> THE REQUEST: Copy each of the items below word for word, keeping every line unchanged.

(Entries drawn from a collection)
..........

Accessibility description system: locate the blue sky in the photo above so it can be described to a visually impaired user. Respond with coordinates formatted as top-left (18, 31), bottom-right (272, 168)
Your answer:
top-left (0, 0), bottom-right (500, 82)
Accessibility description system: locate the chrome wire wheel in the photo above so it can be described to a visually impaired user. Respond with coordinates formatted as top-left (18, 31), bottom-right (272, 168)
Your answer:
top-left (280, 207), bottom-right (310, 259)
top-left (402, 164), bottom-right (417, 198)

..........

> SOLUTION BELOW:
Accessibility description system: locate the blue sky in the photo above so it can be described to a visually impaired user. Respond with coordinates formatted as top-left (18, 31), bottom-right (272, 168)
Your answer:
top-left (0, 0), bottom-right (500, 82)
Accessibility description system: locate the chrome wire wheel in the photo above so it can be described to a visually impaired user. Respond with coordinates formatted as top-left (18, 31), bottom-right (272, 168)
Your answer:
top-left (280, 207), bottom-right (310, 259)
top-left (402, 164), bottom-right (417, 198)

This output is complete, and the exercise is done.